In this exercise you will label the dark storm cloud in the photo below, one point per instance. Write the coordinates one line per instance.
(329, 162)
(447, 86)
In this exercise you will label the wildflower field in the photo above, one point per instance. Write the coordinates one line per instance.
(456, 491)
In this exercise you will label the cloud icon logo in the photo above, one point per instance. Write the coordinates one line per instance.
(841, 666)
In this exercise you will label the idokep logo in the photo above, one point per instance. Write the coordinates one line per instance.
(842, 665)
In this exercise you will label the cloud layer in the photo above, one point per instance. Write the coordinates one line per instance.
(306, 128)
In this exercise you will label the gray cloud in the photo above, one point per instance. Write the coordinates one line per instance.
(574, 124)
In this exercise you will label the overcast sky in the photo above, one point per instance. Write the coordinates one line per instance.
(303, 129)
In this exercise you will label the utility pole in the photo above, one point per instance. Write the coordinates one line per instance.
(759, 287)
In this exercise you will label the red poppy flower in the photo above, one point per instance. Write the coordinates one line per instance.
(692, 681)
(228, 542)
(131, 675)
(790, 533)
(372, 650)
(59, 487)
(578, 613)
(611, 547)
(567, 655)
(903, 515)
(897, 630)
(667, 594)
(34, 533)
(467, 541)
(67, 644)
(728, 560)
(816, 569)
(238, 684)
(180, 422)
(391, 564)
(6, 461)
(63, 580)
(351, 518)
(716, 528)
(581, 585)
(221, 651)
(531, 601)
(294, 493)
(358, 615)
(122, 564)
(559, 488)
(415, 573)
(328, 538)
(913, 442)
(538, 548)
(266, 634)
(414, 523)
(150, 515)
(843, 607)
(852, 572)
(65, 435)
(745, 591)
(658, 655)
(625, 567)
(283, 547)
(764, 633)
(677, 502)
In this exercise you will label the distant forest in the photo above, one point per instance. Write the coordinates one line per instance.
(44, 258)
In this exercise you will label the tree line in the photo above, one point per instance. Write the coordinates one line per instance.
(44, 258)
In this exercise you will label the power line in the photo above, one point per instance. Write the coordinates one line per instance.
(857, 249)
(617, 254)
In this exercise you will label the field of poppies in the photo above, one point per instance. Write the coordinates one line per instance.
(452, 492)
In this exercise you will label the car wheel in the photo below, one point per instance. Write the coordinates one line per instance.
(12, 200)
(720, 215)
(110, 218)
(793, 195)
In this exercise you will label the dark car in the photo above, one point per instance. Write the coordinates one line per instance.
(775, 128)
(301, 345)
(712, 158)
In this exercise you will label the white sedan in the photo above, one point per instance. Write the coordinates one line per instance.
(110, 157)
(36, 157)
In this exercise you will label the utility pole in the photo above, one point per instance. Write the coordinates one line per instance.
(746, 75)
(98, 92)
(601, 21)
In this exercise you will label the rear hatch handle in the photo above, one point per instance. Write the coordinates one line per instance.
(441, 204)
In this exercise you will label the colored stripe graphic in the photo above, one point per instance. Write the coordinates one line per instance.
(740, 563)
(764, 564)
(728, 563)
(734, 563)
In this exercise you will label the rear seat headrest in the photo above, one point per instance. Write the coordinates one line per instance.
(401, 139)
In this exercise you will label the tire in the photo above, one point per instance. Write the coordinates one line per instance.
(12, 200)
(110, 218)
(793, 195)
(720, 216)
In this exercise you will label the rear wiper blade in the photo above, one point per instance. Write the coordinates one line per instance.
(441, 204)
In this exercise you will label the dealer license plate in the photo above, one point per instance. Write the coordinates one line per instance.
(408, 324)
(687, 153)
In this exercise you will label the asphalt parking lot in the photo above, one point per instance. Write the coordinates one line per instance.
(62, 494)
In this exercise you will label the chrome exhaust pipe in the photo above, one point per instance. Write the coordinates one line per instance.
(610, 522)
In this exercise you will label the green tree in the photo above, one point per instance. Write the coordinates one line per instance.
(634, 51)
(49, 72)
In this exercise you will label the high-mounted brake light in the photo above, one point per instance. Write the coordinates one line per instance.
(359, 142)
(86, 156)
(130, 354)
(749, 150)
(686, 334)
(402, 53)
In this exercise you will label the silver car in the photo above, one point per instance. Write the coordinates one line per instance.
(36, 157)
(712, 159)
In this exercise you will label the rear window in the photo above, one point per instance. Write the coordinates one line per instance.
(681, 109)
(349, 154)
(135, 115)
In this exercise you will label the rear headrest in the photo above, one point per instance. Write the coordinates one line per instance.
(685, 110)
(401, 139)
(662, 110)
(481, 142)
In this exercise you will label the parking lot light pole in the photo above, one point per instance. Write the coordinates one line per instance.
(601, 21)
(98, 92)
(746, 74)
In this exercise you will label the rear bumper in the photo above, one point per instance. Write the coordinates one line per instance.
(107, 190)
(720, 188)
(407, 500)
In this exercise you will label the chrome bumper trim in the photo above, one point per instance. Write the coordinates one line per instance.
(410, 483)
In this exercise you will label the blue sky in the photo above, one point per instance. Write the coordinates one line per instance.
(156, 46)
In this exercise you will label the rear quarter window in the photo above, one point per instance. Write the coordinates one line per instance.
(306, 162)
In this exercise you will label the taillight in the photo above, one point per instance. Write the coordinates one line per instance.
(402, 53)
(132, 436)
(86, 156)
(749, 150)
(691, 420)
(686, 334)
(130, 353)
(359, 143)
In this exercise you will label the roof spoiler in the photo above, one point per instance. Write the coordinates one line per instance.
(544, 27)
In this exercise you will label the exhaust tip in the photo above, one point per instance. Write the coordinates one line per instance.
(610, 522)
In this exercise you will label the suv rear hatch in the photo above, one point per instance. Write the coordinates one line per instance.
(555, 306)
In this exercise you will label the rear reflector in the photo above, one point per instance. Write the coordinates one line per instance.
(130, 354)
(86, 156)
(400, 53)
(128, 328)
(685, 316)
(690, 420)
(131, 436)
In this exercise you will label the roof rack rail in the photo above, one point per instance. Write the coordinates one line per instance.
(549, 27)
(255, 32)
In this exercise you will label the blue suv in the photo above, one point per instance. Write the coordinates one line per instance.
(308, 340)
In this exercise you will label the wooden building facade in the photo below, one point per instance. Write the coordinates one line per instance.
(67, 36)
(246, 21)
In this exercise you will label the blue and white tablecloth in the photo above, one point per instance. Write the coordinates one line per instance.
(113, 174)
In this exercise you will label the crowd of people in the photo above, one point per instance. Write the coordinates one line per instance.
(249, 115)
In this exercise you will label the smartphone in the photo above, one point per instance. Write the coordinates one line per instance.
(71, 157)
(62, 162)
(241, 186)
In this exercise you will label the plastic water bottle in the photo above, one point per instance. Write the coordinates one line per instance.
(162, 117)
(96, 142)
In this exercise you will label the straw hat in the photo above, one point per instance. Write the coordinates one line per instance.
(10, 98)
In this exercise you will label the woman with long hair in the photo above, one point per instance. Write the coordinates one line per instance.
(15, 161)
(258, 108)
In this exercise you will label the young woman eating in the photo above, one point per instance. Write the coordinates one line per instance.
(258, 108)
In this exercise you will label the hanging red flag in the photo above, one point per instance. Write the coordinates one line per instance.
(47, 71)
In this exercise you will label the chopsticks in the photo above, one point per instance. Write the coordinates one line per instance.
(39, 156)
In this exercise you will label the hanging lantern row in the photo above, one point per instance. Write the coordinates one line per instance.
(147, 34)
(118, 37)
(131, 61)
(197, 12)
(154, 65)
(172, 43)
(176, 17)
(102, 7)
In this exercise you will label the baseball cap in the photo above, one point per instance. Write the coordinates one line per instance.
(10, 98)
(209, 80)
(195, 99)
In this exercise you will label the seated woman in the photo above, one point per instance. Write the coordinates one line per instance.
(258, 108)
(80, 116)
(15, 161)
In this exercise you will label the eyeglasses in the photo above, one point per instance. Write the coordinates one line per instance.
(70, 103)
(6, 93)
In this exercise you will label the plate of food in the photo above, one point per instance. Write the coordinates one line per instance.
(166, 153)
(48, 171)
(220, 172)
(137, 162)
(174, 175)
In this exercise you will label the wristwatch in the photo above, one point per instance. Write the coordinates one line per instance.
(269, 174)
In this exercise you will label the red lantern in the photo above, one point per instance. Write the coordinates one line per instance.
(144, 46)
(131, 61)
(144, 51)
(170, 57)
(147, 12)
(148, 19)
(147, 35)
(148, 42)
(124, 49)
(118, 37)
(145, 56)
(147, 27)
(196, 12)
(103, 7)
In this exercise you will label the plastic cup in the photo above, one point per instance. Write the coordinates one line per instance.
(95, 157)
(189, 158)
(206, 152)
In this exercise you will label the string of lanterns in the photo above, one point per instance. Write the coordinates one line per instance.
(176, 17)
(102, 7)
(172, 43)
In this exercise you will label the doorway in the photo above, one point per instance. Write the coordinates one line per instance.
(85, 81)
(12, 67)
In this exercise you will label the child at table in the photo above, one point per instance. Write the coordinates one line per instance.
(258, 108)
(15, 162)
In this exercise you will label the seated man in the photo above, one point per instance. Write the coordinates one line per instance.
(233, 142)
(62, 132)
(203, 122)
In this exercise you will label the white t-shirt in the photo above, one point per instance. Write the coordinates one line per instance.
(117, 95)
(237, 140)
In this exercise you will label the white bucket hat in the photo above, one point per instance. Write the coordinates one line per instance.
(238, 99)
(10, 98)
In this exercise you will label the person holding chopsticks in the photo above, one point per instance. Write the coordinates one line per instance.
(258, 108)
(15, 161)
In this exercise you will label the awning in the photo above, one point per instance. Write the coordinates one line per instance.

◆ WHAT TO DO ◆
Nothing but the lines from the line with "In this exercise you will label the white t-shirt" to the last line of the listing above should appear; please retype them exactly, both ends included.

◆ EXERCISE ANSWER ◆
In this exercise you will label the white t-shirt in the photo above, one point per instance. Write the coordinates one line per instance.
(117, 95)
(237, 140)
In this exercise you will label the white bucket hat in the photo above, one point per instance. Write the coordinates one line per instance.
(238, 99)
(10, 98)
In this exercise you will label the person holding chopsticks in the photo above, one point per instance. Write the coordinates one line per instance.
(258, 108)
(15, 161)
In this exercise you will label the awning in the photo above, one point per instance. Write the coordinates one line per instance.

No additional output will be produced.